"""

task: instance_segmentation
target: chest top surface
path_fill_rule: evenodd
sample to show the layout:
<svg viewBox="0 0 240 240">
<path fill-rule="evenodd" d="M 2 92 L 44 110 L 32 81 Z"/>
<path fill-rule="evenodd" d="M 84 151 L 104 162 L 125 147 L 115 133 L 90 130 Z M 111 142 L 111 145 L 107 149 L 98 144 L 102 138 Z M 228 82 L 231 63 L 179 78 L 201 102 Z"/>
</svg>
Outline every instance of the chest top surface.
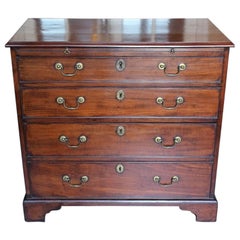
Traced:
<svg viewBox="0 0 240 240">
<path fill-rule="evenodd" d="M 7 47 L 231 47 L 208 19 L 27 19 Z"/>
</svg>

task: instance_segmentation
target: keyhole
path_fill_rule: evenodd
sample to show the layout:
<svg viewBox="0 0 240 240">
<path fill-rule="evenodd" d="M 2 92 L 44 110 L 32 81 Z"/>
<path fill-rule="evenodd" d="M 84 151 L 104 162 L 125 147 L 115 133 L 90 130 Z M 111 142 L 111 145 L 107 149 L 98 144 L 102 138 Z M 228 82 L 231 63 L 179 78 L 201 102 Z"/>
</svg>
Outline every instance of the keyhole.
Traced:
<svg viewBox="0 0 240 240">
<path fill-rule="evenodd" d="M 116 170 L 117 173 L 123 173 L 124 172 L 124 166 L 121 163 L 119 163 L 116 166 L 115 170 Z"/>
<path fill-rule="evenodd" d="M 118 126 L 116 129 L 116 133 L 118 136 L 122 137 L 125 134 L 125 128 L 123 126 Z"/>
<path fill-rule="evenodd" d="M 118 59 L 115 66 L 116 69 L 121 72 L 125 69 L 125 61 L 123 59 Z"/>
<path fill-rule="evenodd" d="M 116 93 L 116 99 L 117 99 L 118 101 L 122 101 L 124 98 L 125 98 L 125 93 L 124 93 L 124 91 L 123 91 L 123 90 L 117 91 L 117 93 Z"/>
</svg>

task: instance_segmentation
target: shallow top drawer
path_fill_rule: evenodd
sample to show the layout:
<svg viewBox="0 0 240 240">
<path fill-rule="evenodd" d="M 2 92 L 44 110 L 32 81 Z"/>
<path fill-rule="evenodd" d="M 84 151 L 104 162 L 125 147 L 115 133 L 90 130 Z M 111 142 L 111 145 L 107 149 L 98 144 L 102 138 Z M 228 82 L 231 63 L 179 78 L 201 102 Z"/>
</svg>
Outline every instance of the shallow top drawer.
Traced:
<svg viewBox="0 0 240 240">
<path fill-rule="evenodd" d="M 222 57 L 21 57 L 20 81 L 216 84 Z"/>
</svg>

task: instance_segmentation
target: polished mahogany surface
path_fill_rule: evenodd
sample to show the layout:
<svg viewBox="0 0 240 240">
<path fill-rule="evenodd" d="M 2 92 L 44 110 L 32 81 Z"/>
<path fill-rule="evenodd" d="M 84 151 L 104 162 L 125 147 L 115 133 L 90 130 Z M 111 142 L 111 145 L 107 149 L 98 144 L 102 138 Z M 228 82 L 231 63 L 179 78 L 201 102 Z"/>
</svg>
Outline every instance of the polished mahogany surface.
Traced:
<svg viewBox="0 0 240 240">
<path fill-rule="evenodd" d="M 32 46 L 233 46 L 208 19 L 28 19 L 6 44 Z"/>
</svg>

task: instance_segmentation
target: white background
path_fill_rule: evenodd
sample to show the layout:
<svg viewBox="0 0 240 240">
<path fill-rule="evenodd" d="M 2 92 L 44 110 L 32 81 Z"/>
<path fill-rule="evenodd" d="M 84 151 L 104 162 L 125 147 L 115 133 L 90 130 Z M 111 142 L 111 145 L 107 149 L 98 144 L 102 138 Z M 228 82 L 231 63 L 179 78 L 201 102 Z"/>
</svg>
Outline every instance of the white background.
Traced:
<svg viewBox="0 0 240 240">
<path fill-rule="evenodd" d="M 0 239 L 240 239 L 240 31 L 238 1 L 86 0 L 0 3 Z M 24 221 L 24 182 L 9 49 L 4 44 L 30 17 L 209 18 L 235 43 L 230 51 L 216 185 L 216 223 L 195 222 L 178 207 L 63 207 L 45 223 Z M 222 239 L 223 239 L 222 238 Z"/>
</svg>

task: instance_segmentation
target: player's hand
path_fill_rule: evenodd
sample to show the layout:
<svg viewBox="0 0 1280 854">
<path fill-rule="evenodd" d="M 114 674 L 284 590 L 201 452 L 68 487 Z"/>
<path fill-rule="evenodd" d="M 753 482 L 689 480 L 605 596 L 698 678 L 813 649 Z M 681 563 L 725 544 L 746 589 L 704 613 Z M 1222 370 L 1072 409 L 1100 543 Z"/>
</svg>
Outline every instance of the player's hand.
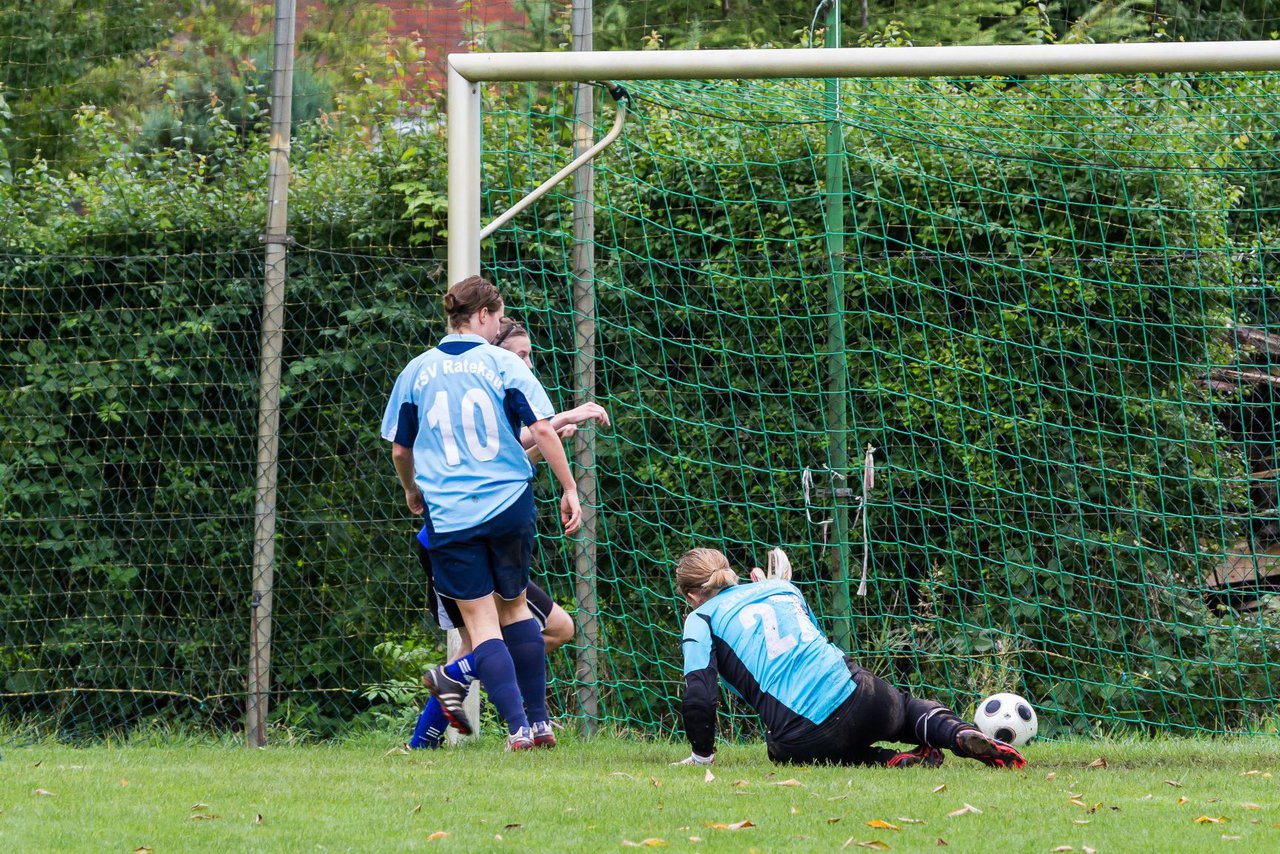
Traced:
<svg viewBox="0 0 1280 854">
<path fill-rule="evenodd" d="M 710 754 L 709 757 L 700 757 L 696 753 L 690 753 L 687 758 L 681 759 L 680 762 L 672 762 L 671 764 L 672 766 L 709 766 L 709 764 L 712 764 L 714 762 L 716 762 L 716 754 L 714 753 Z"/>
<path fill-rule="evenodd" d="M 582 506 L 577 501 L 577 489 L 566 489 L 561 495 L 561 522 L 566 534 L 576 534 L 582 526 Z"/>
<path fill-rule="evenodd" d="M 421 516 L 426 512 L 426 504 L 422 502 L 422 493 L 417 489 L 404 490 L 404 503 L 408 506 L 408 512 L 415 516 Z"/>
</svg>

"""

# EXERCISE REQUIREMENTS
Go through the listing above and write it all out exactly, leaving out any picture.

# WRITTEN ANSWER
task: instance_segmentation
target: chest top surface
path_fill_rule: evenodd
sample to show the layout:
<svg viewBox="0 0 240 240">
<path fill-rule="evenodd" d="M 2 92 L 44 110 L 32 81 Z"/>
<path fill-rule="evenodd" d="M 84 151 L 104 162 L 125 147 L 115 133 L 90 130 Z M 111 142 L 111 145 L 107 149 L 98 144 L 102 138 Z M 228 82 L 231 63 L 179 78 L 201 102 Z"/>
</svg>
Outline every instance of the chest top surface.
Traced:
<svg viewBox="0 0 240 240">
<path fill-rule="evenodd" d="M 7 47 L 231 47 L 208 19 L 27 19 Z"/>
</svg>

task: instance_segmentation
target: keyhole
path_fill_rule: evenodd
sample to show the layout:
<svg viewBox="0 0 240 240">
<path fill-rule="evenodd" d="M 2 92 L 44 110 L 32 81 Z"/>
<path fill-rule="evenodd" d="M 84 151 L 104 162 L 125 147 L 115 133 L 90 130 Z M 111 142 L 111 145 L 107 149 L 98 144 L 102 138 Z M 228 82 L 231 63 L 179 78 L 201 102 Z"/>
</svg>
Outline every instance of the keyhole.
Traced:
<svg viewBox="0 0 240 240">
<path fill-rule="evenodd" d="M 116 170 L 117 173 L 123 173 L 124 172 L 124 166 L 121 163 L 119 163 L 116 166 L 115 170 Z"/>
<path fill-rule="evenodd" d="M 118 126 L 116 129 L 116 133 L 118 136 L 122 137 L 125 134 L 125 128 L 123 126 Z"/>
<path fill-rule="evenodd" d="M 118 59 L 115 66 L 116 69 L 121 72 L 125 69 L 125 61 L 123 59 Z"/>
<path fill-rule="evenodd" d="M 116 93 L 116 99 L 117 99 L 118 101 L 122 101 L 124 98 L 125 98 L 125 93 L 124 93 L 124 91 L 123 91 L 123 90 L 117 91 L 117 93 Z"/>
</svg>

task: instance_segmentation
target: shallow top drawer
path_fill_rule: evenodd
sample to show the layout:
<svg viewBox="0 0 240 240">
<path fill-rule="evenodd" d="M 2 92 L 44 110 L 32 81 Z"/>
<path fill-rule="evenodd" d="M 84 151 L 104 162 L 125 147 L 115 133 L 90 130 Z M 111 142 L 111 145 L 107 149 L 98 144 L 102 138 Z M 228 82 L 231 63 L 179 78 L 201 102 Z"/>
</svg>
Outline every instance of the shallow top drawer.
Traced:
<svg viewBox="0 0 240 240">
<path fill-rule="evenodd" d="M 222 57 L 21 57 L 20 81 L 216 84 Z"/>
</svg>

task: instance_segmentation
target: polished mahogany surface
path_fill_rule: evenodd
sample to show the layout:
<svg viewBox="0 0 240 240">
<path fill-rule="evenodd" d="M 2 92 L 44 110 L 32 81 Z"/>
<path fill-rule="evenodd" d="M 84 151 L 104 162 L 125 147 L 115 133 L 90 130 Z M 111 142 L 111 145 L 107 149 L 98 144 L 102 138 Z M 228 82 L 231 63 L 179 78 L 201 102 Z"/>
</svg>
Outline every instance of the polished mahogany surface.
Traced:
<svg viewBox="0 0 240 240">
<path fill-rule="evenodd" d="M 32 46 L 233 46 L 208 19 L 28 19 L 6 44 Z"/>
</svg>

task: instance_segmentation
target: white background
path_fill_rule: evenodd
sample to show the layout:
<svg viewBox="0 0 240 240">
<path fill-rule="evenodd" d="M 2 92 L 44 110 L 32 81 Z"/>
<path fill-rule="evenodd" d="M 84 151 L 104 162 L 125 147 L 115 133 L 90 130 Z M 111 142 L 111 145 L 107 149 L 98 144 L 102 138 Z M 228 82 L 231 63 L 179 78 L 201 102 Z"/>
</svg>
Outline every instance of the white background.
Traced:
<svg viewBox="0 0 240 240">
<path fill-rule="evenodd" d="M 0 239 L 240 239 L 240 31 L 238 1 L 86 0 L 0 3 Z M 24 221 L 24 182 L 9 49 L 4 44 L 30 17 L 209 18 L 235 43 L 230 51 L 216 185 L 216 223 L 195 222 L 178 207 L 63 207 L 45 223 Z M 222 239 L 223 239 L 222 238 Z"/>
</svg>

task: instance_segmentation
target: player's hand
path_fill_rule: evenodd
sample to show the layout:
<svg viewBox="0 0 1280 854">
<path fill-rule="evenodd" d="M 114 674 L 284 590 L 201 452 L 68 487 Z"/>
<path fill-rule="evenodd" d="M 753 482 L 689 480 L 605 596 L 698 678 L 813 649 Z M 681 563 L 725 544 L 746 589 L 704 613 Z M 1222 370 L 1072 409 L 1100 543 Z"/>
</svg>
Outline every instance of the player's hand.
Traced:
<svg viewBox="0 0 1280 854">
<path fill-rule="evenodd" d="M 710 754 L 709 757 L 700 757 L 696 753 L 690 753 L 687 758 L 681 759 L 680 762 L 672 762 L 671 764 L 672 766 L 709 766 L 709 764 L 712 764 L 714 762 L 716 762 L 716 754 L 714 753 Z"/>
<path fill-rule="evenodd" d="M 582 506 L 577 501 L 577 489 L 566 489 L 561 495 L 561 522 L 566 534 L 576 534 L 582 526 Z"/>
<path fill-rule="evenodd" d="M 421 516 L 426 512 L 426 504 L 422 502 L 422 493 L 417 489 L 404 490 L 404 503 L 408 506 L 408 512 L 415 516 Z"/>
</svg>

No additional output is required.